----- RECORD SET -----

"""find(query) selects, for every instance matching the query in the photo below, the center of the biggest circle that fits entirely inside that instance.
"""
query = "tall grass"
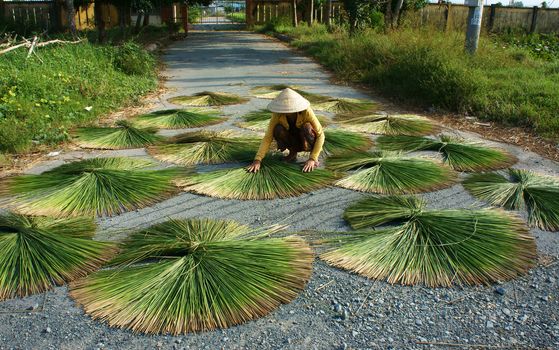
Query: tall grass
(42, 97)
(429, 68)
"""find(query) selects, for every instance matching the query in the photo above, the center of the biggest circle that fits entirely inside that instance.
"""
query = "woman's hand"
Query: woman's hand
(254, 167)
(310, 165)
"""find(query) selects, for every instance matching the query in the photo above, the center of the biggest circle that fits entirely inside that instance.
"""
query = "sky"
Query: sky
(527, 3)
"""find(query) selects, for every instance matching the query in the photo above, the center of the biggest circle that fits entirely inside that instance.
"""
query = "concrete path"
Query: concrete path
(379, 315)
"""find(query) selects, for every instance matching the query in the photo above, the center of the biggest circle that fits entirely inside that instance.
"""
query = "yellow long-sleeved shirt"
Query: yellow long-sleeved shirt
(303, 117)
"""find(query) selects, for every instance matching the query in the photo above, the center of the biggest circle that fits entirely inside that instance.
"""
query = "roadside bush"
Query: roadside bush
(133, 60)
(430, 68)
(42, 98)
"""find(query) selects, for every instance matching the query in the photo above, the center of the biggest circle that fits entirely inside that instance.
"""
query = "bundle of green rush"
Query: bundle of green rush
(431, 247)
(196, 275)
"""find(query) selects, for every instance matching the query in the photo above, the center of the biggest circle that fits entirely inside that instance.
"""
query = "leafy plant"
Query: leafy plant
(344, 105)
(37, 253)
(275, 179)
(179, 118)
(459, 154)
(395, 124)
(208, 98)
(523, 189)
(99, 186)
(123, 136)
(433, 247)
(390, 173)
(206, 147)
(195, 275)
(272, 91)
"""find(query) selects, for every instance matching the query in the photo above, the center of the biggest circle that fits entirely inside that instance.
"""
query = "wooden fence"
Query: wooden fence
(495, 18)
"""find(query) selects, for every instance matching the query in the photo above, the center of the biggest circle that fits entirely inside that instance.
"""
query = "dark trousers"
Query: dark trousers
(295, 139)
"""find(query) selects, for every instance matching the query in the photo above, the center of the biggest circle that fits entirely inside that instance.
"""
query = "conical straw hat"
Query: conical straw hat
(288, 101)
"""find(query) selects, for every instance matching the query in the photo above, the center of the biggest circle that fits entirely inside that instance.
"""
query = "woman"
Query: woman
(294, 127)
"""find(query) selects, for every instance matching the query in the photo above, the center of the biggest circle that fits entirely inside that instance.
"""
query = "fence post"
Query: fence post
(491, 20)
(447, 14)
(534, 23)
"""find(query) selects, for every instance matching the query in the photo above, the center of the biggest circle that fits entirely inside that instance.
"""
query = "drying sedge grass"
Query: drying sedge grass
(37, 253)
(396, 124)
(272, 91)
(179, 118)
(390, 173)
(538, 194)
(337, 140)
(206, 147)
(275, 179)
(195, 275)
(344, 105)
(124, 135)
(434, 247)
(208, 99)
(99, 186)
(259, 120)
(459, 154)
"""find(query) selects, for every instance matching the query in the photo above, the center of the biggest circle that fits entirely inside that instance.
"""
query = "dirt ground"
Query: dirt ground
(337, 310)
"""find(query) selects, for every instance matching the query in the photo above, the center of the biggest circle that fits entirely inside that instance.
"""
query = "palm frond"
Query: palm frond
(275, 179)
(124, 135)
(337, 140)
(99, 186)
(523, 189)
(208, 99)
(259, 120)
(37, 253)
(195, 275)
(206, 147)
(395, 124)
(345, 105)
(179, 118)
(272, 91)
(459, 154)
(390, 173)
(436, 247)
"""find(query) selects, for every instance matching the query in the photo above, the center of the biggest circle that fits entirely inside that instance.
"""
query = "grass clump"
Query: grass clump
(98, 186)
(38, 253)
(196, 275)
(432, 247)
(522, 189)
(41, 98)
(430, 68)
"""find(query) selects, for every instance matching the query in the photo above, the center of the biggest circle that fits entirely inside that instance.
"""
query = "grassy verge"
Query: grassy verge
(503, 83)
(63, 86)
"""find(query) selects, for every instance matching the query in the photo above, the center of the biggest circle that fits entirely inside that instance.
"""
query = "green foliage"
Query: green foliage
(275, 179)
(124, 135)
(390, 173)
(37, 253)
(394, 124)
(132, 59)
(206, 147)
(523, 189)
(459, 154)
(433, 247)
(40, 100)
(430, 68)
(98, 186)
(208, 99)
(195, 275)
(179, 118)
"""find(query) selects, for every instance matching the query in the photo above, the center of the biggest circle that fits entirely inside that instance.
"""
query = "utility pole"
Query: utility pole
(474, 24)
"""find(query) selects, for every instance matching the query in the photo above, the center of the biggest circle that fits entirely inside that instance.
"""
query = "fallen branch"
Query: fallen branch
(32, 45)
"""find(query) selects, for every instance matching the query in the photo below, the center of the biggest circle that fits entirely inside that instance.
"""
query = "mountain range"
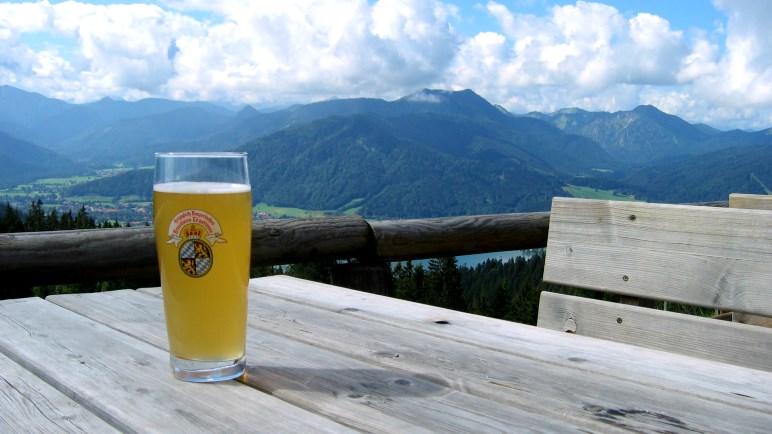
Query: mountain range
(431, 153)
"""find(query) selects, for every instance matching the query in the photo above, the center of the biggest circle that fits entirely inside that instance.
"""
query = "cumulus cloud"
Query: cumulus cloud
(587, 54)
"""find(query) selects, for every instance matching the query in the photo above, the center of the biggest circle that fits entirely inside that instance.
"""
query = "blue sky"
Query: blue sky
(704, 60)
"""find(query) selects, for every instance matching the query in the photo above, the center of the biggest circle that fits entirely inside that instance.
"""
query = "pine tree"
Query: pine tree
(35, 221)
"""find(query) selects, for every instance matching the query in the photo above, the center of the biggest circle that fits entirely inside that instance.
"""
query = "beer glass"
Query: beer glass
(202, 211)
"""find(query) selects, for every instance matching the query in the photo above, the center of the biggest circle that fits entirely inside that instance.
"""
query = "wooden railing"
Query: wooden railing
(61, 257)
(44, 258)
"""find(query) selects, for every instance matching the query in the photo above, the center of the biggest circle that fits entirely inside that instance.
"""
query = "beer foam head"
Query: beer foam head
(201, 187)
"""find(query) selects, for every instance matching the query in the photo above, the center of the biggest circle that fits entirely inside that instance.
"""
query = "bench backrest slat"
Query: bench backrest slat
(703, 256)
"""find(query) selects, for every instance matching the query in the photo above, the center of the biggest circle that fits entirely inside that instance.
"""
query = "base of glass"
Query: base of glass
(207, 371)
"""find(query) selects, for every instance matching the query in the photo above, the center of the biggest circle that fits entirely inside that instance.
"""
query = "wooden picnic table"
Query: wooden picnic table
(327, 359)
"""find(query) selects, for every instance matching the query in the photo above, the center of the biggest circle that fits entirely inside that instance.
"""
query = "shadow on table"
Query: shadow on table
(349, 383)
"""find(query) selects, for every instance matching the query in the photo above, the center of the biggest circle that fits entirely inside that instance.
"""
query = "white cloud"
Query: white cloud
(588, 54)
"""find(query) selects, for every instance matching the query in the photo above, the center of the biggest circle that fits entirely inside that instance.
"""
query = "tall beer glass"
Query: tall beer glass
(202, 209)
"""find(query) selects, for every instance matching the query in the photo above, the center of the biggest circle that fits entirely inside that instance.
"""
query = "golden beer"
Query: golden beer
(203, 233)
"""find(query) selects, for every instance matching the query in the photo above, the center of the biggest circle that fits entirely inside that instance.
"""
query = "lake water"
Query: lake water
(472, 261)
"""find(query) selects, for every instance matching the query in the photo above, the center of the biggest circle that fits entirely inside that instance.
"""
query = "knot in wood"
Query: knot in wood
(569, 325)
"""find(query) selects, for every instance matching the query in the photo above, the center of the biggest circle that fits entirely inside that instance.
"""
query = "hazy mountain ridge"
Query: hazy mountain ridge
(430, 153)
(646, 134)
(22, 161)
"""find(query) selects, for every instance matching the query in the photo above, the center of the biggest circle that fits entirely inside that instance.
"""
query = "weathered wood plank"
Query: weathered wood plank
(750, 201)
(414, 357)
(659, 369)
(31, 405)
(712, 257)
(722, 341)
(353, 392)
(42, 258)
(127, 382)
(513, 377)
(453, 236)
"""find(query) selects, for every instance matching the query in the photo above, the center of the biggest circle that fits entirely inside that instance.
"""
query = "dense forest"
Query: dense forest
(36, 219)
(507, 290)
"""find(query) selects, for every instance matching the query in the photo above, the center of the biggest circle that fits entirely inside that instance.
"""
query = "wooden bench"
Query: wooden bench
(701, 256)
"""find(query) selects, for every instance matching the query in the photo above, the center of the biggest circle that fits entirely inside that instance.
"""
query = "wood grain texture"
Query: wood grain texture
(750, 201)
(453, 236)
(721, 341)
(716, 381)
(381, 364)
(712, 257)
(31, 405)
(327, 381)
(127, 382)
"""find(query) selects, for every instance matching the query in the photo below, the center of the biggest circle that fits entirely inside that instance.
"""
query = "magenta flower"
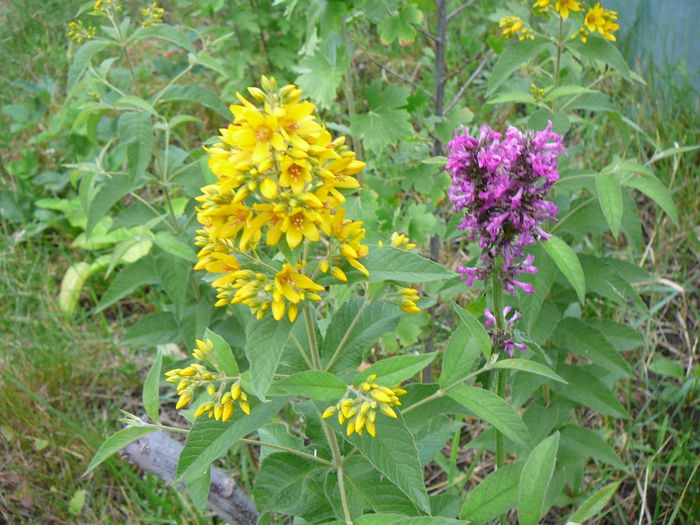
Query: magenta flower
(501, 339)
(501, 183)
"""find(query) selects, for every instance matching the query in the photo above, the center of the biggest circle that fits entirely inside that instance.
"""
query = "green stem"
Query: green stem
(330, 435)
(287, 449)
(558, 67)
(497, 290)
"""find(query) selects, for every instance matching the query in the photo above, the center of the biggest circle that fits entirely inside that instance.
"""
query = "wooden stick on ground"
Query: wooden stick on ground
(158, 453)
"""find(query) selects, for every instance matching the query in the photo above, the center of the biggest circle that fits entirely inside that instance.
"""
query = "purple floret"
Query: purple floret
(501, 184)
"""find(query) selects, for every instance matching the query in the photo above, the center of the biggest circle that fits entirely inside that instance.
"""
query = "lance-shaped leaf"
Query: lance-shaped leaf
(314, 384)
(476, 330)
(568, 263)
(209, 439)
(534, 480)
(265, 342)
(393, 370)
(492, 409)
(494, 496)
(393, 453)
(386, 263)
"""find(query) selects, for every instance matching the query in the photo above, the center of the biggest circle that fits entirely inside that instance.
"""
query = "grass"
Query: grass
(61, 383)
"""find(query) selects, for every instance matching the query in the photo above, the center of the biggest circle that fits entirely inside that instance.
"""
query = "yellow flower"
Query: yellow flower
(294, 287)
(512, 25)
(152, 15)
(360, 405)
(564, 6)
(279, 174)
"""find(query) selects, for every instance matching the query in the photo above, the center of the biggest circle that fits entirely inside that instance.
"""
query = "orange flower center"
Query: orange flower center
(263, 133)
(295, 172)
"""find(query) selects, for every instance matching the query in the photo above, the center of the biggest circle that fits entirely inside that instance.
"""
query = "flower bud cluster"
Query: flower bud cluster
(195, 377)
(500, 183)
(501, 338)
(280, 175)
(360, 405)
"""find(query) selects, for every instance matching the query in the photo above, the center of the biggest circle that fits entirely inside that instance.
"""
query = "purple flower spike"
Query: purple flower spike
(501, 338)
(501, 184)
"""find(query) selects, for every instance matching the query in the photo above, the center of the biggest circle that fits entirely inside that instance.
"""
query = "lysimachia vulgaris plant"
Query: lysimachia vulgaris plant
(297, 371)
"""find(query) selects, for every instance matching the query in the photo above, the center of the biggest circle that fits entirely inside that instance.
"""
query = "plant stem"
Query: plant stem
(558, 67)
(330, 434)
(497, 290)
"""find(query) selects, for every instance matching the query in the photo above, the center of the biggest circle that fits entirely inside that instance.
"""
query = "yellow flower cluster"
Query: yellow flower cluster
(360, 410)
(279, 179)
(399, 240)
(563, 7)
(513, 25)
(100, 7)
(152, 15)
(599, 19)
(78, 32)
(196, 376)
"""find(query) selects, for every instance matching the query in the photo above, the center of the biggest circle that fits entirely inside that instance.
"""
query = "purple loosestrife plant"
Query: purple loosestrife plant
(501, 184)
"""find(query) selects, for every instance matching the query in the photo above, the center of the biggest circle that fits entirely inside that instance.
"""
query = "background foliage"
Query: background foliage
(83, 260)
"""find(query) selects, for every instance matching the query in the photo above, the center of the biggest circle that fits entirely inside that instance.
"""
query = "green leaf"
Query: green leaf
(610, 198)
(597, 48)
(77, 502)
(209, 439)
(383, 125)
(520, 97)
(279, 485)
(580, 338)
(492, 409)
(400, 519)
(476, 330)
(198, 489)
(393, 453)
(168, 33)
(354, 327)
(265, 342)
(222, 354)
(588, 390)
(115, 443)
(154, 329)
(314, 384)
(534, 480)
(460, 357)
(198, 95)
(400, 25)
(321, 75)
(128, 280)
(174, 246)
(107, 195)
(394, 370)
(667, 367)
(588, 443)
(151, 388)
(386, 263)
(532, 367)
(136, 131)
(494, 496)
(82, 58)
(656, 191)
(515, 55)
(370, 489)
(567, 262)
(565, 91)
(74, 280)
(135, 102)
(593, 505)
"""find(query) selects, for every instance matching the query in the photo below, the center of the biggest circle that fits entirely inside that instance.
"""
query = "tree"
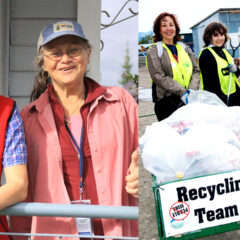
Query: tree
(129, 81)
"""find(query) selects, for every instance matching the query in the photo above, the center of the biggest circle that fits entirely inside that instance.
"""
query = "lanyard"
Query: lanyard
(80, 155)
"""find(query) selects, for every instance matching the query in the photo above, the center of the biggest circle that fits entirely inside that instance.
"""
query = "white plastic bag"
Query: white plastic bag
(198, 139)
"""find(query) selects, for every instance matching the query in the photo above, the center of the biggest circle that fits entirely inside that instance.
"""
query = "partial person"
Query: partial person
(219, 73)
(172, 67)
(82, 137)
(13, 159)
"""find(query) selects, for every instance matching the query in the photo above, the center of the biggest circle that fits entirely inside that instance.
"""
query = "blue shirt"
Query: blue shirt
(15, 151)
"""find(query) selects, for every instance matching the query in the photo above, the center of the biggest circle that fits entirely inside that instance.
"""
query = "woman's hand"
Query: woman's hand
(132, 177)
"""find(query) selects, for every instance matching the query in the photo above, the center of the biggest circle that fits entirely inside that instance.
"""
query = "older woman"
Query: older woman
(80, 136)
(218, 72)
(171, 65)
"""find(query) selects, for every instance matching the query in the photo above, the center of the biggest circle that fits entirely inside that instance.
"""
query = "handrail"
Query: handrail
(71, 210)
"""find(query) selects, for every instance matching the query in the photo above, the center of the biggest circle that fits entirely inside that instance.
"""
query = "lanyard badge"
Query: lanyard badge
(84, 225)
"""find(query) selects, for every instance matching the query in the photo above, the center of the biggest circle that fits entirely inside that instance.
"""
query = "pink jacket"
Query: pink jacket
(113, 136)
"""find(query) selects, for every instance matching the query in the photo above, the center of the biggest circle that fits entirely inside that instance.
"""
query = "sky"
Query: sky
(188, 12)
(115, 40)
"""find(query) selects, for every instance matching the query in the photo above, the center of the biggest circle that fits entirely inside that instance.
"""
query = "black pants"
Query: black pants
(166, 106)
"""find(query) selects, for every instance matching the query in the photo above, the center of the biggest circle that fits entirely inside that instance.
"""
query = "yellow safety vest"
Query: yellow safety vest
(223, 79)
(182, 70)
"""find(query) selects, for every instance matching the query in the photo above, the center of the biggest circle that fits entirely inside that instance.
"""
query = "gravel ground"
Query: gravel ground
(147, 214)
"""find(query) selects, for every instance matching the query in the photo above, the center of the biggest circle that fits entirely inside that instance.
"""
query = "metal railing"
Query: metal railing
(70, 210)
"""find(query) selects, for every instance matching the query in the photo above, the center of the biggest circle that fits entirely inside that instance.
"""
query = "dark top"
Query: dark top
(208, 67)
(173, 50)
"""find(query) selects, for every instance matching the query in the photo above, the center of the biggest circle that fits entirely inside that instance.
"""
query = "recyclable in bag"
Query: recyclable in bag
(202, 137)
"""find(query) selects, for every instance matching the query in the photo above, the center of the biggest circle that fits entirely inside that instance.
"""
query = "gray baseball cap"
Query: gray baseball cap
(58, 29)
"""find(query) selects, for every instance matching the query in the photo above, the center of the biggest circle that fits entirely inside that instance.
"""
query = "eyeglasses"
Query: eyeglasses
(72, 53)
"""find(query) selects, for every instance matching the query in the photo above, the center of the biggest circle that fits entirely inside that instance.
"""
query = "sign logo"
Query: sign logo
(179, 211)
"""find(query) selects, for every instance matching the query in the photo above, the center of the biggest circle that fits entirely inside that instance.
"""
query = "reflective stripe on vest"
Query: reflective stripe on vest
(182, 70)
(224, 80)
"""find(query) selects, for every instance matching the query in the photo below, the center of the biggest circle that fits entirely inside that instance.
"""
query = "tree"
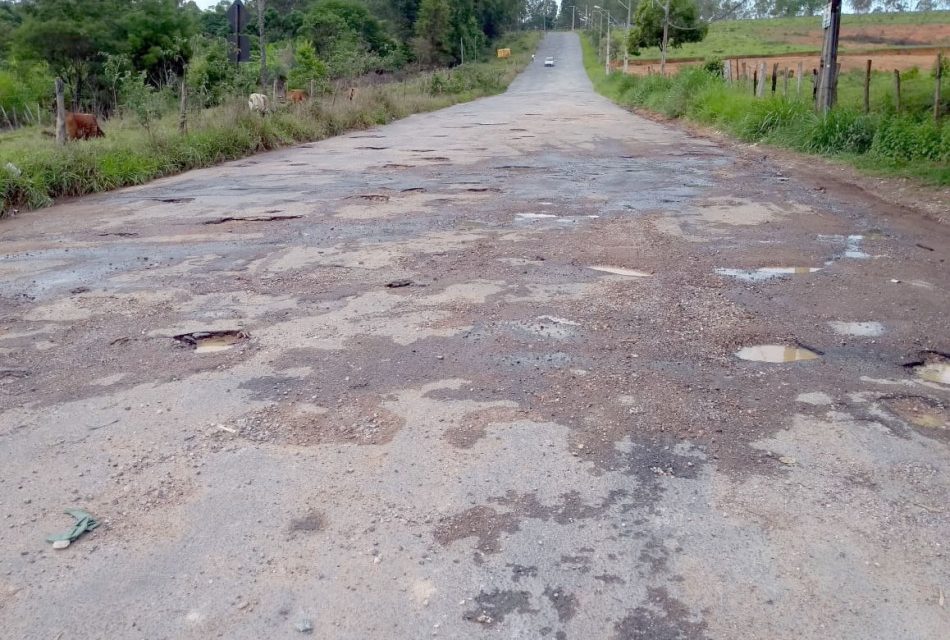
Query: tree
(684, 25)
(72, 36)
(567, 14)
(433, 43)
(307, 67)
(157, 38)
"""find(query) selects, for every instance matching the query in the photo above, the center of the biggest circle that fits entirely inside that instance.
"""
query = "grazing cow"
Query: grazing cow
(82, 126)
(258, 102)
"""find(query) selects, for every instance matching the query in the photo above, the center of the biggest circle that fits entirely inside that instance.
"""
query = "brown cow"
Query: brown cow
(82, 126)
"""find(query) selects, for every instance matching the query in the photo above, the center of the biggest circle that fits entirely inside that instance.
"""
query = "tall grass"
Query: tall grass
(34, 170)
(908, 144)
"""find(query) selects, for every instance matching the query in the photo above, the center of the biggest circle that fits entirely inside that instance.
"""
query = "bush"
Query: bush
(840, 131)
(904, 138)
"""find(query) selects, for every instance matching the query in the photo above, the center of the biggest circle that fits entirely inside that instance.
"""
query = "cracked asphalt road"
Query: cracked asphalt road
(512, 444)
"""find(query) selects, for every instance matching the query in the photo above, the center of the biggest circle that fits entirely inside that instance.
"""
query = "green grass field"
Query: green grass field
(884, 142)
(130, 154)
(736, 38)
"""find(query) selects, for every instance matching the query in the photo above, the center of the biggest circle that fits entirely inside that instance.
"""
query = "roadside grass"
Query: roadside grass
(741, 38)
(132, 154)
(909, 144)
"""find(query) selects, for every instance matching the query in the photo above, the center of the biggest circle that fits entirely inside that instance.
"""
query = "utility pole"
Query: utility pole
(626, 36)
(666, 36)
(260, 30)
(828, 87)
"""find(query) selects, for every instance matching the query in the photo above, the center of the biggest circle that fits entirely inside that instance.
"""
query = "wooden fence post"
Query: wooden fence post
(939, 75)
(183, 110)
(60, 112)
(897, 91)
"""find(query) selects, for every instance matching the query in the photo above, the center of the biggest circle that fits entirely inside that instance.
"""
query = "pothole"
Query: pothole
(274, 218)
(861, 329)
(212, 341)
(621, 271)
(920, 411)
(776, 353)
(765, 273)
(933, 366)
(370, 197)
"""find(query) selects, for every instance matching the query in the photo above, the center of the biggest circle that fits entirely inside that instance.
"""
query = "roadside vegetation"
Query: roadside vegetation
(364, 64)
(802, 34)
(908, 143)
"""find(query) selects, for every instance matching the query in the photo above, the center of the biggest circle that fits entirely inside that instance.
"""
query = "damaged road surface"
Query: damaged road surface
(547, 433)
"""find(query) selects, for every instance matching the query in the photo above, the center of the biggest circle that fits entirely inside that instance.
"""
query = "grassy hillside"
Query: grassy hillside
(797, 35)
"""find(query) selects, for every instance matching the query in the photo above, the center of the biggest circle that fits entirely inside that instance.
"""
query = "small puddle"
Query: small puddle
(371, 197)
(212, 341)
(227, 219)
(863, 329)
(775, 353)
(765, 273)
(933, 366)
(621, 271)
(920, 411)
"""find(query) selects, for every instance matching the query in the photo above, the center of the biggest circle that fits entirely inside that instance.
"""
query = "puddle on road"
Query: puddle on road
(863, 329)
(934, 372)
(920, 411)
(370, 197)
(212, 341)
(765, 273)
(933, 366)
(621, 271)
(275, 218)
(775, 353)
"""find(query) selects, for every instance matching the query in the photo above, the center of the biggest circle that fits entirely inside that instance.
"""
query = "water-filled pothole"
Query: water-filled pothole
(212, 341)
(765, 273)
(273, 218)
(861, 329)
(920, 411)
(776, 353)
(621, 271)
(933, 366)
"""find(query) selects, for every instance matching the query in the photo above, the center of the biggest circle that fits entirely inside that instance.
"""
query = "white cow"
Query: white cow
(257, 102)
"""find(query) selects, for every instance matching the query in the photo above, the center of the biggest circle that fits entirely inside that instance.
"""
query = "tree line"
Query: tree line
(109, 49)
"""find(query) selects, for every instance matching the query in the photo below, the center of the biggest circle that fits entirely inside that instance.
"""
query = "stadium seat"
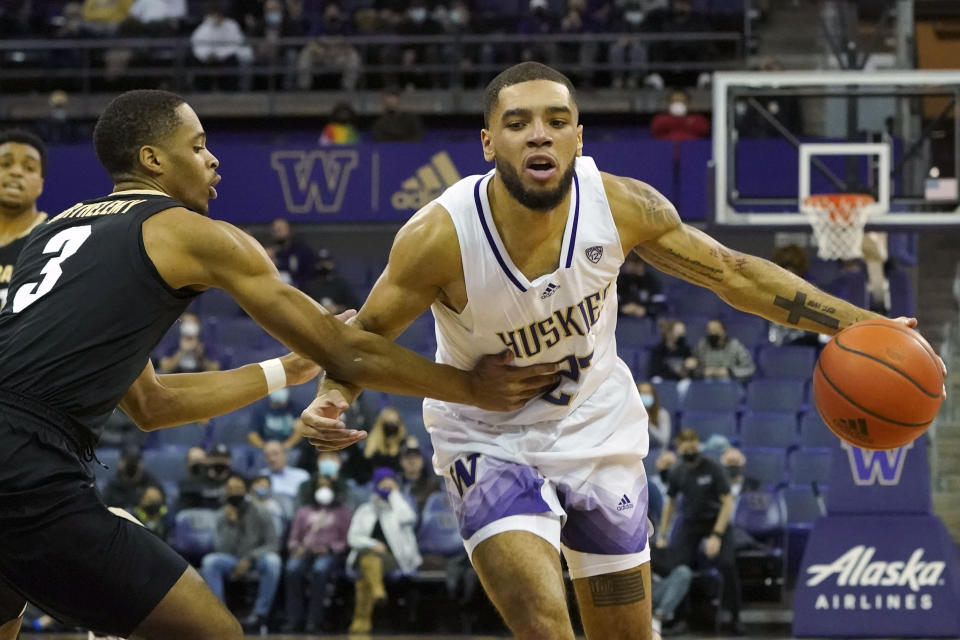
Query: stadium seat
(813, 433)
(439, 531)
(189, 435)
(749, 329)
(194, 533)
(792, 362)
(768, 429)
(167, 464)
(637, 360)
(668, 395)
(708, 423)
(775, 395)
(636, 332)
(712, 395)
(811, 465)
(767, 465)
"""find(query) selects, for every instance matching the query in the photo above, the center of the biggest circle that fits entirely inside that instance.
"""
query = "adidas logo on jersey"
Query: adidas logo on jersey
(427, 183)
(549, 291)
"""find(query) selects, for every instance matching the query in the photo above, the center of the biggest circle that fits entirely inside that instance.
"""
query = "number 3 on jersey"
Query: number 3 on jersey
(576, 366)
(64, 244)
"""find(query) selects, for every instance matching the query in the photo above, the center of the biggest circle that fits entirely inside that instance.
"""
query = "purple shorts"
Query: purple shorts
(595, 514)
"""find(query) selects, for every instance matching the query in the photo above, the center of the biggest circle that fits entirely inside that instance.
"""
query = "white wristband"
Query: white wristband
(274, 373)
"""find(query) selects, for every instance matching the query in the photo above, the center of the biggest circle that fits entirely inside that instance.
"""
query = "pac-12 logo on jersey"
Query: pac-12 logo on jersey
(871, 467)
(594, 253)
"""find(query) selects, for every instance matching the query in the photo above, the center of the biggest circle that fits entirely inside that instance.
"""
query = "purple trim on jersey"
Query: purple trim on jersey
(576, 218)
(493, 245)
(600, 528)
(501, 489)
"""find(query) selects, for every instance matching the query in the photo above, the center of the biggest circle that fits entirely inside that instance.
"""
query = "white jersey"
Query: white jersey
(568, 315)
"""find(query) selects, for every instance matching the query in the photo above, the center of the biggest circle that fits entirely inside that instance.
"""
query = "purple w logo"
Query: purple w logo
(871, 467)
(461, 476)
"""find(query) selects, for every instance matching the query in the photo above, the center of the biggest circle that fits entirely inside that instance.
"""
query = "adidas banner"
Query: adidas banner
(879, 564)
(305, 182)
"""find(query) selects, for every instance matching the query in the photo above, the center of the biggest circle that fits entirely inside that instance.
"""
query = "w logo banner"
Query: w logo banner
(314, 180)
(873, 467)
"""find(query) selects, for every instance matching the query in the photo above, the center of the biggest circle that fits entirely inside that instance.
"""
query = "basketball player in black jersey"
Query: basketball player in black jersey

-----

AIM OF THE TASK -
In the records above, find the lines containing "player" and copy them.

EXERCISE OUTPUT -
query = "basketball player in black jersey"
Query: basketball player in black jersey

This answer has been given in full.